■ What the task requires:
Check each line of the entries below for the word "entry" and state only how many lines have it.

■ Material to process:
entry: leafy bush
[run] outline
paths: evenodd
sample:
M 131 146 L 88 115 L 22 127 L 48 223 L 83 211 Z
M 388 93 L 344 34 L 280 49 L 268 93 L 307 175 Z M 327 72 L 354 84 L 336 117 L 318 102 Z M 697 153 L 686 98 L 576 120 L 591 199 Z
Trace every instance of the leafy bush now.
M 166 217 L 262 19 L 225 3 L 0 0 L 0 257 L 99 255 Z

* * *

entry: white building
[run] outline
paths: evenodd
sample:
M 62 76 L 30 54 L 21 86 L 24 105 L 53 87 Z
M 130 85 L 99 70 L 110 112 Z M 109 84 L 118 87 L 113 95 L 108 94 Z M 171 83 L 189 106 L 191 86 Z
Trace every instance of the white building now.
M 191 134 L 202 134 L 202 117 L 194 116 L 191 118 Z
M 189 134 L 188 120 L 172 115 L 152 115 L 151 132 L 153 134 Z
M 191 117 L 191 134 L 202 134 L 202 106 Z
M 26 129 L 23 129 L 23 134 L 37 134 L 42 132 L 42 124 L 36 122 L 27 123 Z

■ Response:
2